*EXERCISE DESCRIPTION*. In the records below, find the line holding "Could you please point to the grey table" and the line holding "Could you please point to the blue painted". Set down both, with every line between them, exactly.

Natural-language object grounding data:
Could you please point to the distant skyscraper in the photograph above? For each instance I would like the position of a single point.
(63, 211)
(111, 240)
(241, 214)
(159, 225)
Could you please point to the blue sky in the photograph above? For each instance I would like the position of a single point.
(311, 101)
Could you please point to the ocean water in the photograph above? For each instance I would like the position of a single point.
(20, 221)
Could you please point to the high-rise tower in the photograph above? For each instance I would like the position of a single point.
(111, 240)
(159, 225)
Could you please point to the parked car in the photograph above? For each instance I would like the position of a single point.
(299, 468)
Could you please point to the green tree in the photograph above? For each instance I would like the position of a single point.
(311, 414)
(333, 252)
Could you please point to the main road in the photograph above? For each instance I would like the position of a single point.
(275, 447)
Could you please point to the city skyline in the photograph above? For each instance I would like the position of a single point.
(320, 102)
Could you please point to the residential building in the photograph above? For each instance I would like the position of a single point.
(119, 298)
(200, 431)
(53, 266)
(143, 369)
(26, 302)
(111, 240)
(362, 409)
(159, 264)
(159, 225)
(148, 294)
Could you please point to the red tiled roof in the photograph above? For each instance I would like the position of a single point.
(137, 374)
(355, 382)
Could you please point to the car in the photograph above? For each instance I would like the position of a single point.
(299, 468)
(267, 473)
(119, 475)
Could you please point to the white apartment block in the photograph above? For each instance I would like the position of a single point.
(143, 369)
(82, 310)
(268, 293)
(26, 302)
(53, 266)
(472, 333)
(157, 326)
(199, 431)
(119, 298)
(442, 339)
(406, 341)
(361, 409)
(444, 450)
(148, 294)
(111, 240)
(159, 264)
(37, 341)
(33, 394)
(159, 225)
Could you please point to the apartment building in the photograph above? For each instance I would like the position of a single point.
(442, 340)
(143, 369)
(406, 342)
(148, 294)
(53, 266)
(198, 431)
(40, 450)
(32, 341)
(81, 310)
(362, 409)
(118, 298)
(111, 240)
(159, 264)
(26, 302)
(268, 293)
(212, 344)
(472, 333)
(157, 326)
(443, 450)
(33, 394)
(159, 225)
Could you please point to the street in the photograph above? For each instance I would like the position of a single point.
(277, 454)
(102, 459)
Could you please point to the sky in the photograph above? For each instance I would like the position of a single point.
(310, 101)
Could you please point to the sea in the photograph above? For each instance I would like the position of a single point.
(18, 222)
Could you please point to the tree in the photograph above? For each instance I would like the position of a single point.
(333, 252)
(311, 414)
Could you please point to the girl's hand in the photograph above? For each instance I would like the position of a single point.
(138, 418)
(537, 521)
---
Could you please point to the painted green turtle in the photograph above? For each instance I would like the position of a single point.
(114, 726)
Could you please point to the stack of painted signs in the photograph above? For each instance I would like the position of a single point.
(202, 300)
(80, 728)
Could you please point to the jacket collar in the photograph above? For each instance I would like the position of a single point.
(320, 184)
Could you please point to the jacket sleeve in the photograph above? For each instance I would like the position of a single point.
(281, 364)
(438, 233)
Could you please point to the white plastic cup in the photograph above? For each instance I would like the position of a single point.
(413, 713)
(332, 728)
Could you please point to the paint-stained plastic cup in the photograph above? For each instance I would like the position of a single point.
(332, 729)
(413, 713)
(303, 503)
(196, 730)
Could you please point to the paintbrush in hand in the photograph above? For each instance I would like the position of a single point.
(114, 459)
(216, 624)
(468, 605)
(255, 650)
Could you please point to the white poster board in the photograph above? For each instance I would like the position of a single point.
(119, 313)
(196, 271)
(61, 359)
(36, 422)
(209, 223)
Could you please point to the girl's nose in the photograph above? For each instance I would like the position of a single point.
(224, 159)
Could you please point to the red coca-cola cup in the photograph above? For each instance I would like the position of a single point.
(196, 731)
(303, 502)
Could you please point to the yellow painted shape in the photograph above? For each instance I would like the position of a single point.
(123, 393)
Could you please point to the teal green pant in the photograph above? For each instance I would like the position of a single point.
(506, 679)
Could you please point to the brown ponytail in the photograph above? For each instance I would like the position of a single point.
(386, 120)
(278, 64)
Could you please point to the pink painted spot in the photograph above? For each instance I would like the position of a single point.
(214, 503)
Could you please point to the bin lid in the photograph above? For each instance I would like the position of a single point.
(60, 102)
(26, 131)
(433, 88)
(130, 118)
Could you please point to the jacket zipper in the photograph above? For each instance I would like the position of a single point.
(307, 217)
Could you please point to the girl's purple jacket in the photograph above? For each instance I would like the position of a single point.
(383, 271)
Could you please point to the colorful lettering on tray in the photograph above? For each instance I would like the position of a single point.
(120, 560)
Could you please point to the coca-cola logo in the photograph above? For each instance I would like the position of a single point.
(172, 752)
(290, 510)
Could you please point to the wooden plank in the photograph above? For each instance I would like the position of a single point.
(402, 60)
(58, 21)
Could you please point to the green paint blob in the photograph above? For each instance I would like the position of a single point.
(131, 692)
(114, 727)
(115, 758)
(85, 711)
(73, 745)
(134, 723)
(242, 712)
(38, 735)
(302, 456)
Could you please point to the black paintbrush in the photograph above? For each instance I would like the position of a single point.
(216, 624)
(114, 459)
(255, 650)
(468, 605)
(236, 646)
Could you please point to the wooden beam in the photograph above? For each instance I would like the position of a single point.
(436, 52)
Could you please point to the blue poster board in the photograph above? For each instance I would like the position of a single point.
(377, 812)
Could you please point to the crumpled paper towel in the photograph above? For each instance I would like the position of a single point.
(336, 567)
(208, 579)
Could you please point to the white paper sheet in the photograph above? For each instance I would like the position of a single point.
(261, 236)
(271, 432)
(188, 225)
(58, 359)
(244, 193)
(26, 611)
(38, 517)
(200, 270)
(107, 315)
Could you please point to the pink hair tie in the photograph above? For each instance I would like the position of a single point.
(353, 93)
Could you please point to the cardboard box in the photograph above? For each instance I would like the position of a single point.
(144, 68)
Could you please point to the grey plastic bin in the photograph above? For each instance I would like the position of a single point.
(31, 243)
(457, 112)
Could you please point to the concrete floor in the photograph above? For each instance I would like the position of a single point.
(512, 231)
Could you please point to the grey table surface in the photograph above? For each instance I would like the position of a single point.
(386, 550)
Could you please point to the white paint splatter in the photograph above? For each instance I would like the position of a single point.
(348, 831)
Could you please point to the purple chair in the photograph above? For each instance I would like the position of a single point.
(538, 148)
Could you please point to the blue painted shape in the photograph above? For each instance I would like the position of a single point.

*RESULT FOR THIS EXERCISE*.
Could you please point to the grey table surface in the photograph above? For each instance I would like the position of a single point.
(386, 550)
Could you please point to the white paint splatter in the photograph above? For each instance I would like the position of a single point.
(348, 831)
Could you please point to the purple chair in the photograph above? For each instance I would like the position of a single point.
(538, 148)
Could you please point to the blue painted shape in the photograph above? For each instance I would like the position of a single point.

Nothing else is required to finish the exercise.